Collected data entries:
####################
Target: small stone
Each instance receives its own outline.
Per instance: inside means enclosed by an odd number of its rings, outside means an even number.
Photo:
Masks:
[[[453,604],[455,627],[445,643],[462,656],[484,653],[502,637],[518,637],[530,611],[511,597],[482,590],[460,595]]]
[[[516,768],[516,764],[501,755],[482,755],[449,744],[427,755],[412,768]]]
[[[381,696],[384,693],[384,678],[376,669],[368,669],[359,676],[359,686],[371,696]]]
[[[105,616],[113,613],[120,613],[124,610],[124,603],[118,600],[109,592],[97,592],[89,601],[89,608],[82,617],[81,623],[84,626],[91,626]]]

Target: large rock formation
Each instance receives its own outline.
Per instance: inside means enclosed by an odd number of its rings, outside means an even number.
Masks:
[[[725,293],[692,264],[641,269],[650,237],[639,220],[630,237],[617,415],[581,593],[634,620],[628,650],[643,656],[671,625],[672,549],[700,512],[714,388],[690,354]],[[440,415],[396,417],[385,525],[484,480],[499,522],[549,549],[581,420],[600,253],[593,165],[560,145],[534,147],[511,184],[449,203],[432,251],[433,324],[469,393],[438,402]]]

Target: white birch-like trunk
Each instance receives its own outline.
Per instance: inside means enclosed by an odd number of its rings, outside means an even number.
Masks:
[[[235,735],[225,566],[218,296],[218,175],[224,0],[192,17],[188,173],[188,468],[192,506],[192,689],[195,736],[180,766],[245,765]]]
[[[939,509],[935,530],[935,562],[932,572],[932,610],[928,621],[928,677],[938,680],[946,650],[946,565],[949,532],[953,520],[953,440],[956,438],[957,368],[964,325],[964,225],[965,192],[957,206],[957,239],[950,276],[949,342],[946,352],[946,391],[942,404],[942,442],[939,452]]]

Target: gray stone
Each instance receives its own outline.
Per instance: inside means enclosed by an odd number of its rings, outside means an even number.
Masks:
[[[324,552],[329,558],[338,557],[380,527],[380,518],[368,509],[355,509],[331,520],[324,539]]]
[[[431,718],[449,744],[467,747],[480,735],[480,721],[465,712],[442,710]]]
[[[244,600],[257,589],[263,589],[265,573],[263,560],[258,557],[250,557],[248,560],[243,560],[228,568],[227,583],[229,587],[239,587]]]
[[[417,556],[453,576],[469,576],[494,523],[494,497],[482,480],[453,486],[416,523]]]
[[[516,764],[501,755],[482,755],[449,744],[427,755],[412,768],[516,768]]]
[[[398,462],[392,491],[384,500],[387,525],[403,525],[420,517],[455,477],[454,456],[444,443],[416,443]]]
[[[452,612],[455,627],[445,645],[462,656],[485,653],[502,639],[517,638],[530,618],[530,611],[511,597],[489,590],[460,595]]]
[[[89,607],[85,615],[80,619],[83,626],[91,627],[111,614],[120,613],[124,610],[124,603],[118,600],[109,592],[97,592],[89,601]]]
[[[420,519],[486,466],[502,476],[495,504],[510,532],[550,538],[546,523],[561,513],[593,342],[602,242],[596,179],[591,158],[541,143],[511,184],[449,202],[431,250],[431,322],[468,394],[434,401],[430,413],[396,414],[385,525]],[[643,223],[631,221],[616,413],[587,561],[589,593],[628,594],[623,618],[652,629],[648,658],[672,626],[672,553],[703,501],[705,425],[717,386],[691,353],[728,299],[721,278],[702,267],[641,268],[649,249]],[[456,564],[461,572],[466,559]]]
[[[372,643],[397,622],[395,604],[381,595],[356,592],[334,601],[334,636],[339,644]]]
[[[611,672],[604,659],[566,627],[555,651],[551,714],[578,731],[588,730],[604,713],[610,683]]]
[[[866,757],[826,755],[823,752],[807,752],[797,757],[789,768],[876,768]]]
####################
▸ **Task directions**
Please find, in the entries above, every line where "Target" occurs, and copy it.

▸ **Written response**
Target: small stone
Target: large rock formation
Target: white birch-like trunk
Target: gray stone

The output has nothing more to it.